• **Extrait cité**:
====

La théorie critique d’Herbert Marcuse

Publié le 16 Février 2023

La théorie critique d’Herbert Marcuse
Marcuse s'impose comme une référence incontournable de la Théorie critique. Il propose une analyse critique du conformisme qui règne dans la civilisation marchande. Si ce philosophe marxiste a sombré dans l'oubli, il incarne la révolte et les désirs de la jeunesse contestataire des années 1968. 

 

 

Le philosophe Herbert Marcuse est devenu l’idôle incontournable de la jeunesse contestataire des années 1968. Il dresse un regard critique implacable sur le monde marchand et son avenir. Il décrit la dérive autoritaire des sociétés libérales. Il analyse les nouvelles formes de domination et de répression. Il observe que la société de consommation ne répond pas à ses promesses de bonheur. Il encourage la révolte de la jeunesse contre le conformisme bourgeois et la répression sexuelle. Mais il critique également le marxisme orthodoxe et la bureaucratie de l’URSS comme fausse alternative.

Marcuse semble rejoindre les positions de la Théorie critique de l’École de Francfort définies par Max Horkheimer dans les années 1930. Mais il se solidarise aussi des luttes des étudiants radicaux des années 1960. Il critique Adorno qui n’hésite pas à appeler la police pour expulser l’occupation de l’Institut de Recherches Sociales de Francfort. Rudi Dutschke, figure de la contestation étudiante, contribue à populariser la théorie de Marcuse, notamment le « Grand Refus ». La jeunesse révoltée se réclame également de l’esprit utopique, de l’imagination créative et de l’idéal d’une société non-répressive. Marcuse se rapproche des positions du marxiste dissident Ernst Bloch. Mais il ne partage pas son espérance messianique et son optimisme révolutionnaire. Marcuse semble davantage influencé par le « pessimisme civilisationnel » du psychanalyste Sigmund Freud.

Marcuse né en 1898 dans une famille juive-allemande et bourgeoise de Berlin. Il s’engage dans le mouvement social-démocrate. Mais il s’oppose à la répression de la révolte spartakiste par le SPD en 1918. Il quitte le parti social-démocrate sans pourtant adhérer au mouvement communiste. Le jeune philosophe s’installe à Francfort pour rejoindre l’Institut de Recherches Sociales. Dans la période 1929-1933, il reste influencé par Max Horkheimer et se tourne vers le freudo-marxisme. Le philosophe Arno Münster présente ce parcours intellectuel et politique dans le livre Herbert Marcuse et le « Grand Refus ».

====

• **Consigne**: Réécrivez le passage du texte sur Herbert Marcuse qui commence aux mots « Publié le 16 » et s'arrête après « désirs de la jeunesse contestataire des années 1968. », en substituant « société marchande » à « civilisation marchande ». La liste qui suit constitue un matériau distinct du texte sur Herbert Marcuse.

====

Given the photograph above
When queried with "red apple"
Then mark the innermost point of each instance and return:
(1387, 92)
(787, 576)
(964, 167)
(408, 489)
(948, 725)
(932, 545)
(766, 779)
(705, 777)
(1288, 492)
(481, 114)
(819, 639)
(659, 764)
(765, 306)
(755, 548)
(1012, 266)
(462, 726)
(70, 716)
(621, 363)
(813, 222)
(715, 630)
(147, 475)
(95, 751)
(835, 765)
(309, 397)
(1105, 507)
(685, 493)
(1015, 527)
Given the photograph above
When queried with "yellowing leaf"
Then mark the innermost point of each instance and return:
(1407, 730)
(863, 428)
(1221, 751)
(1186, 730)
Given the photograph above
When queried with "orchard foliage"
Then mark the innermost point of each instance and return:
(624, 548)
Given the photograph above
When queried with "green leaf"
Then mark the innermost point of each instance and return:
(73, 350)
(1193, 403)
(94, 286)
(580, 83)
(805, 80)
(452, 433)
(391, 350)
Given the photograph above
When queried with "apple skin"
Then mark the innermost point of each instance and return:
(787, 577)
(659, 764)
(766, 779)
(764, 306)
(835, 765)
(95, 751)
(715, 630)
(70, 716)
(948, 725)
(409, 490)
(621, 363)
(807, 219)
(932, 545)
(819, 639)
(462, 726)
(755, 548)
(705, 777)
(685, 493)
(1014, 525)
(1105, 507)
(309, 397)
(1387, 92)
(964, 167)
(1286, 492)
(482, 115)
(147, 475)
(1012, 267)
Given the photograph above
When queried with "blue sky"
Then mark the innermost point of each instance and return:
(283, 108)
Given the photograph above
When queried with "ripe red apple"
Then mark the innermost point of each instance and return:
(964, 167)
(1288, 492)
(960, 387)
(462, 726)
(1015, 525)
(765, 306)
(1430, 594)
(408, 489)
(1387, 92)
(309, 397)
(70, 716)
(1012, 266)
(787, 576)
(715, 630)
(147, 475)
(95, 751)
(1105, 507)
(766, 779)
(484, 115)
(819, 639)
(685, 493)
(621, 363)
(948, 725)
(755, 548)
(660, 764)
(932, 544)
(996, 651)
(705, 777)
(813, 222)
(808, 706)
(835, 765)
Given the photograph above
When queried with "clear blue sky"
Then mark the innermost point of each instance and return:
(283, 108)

====

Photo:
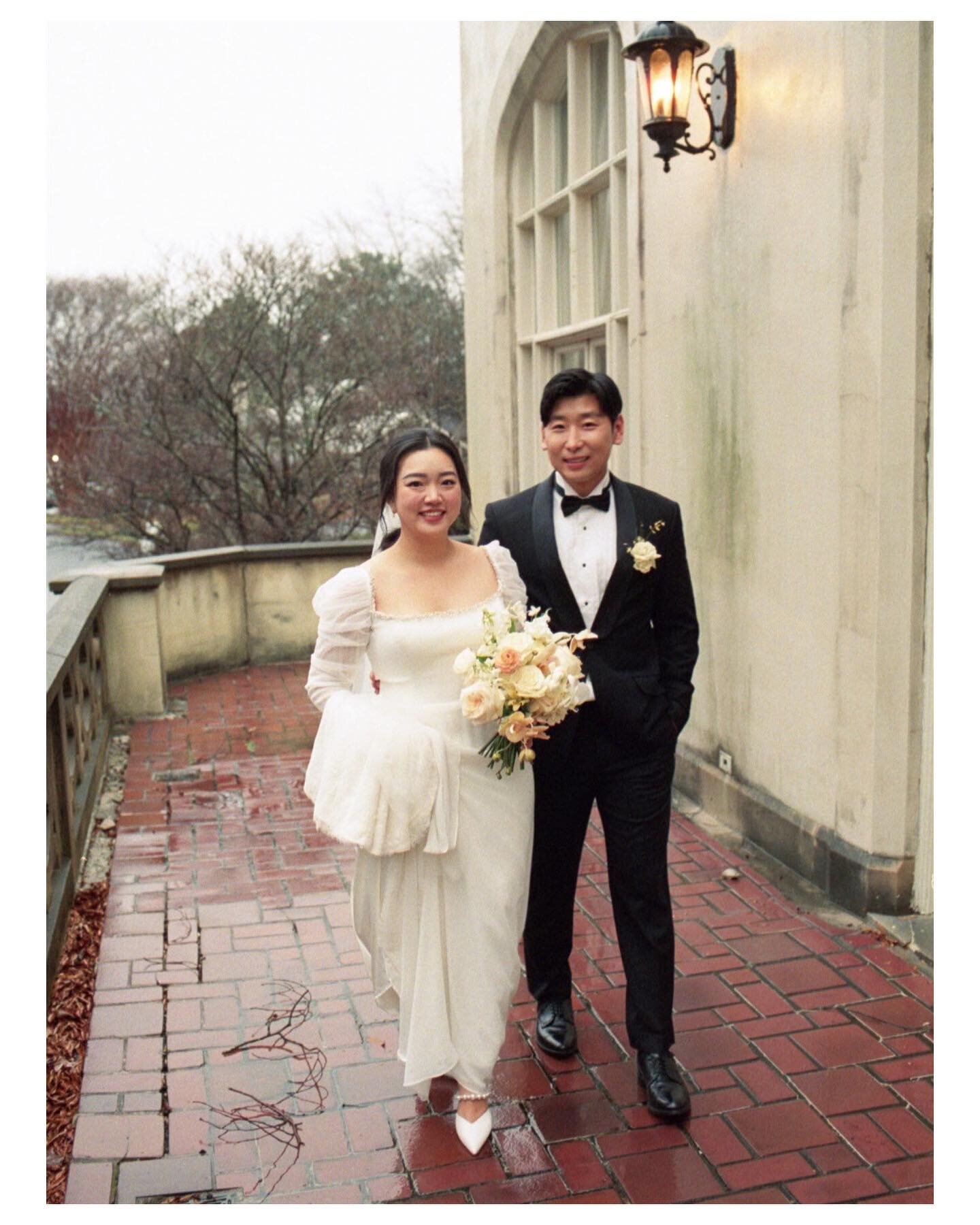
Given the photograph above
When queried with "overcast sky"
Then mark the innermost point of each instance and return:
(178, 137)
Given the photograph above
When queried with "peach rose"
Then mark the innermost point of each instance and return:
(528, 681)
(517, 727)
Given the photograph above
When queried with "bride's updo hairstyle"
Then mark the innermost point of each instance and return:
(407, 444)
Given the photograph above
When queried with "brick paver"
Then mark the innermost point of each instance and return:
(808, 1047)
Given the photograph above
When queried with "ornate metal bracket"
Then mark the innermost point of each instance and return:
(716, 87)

====

• **Résultat**:
Publié le 16 Février 2023

La théorie critique d’Herbert Marcuse
Marcuse s'impose comme une référence incontournable de la Théorie critique. Il propose une analyse critique du conformisme qui règne dans la société marchande. Si ce philosophe marxiste a sombré dans l'oubli, il incarne la révolte et les désirs de la jeunesse contestataire des années 1968.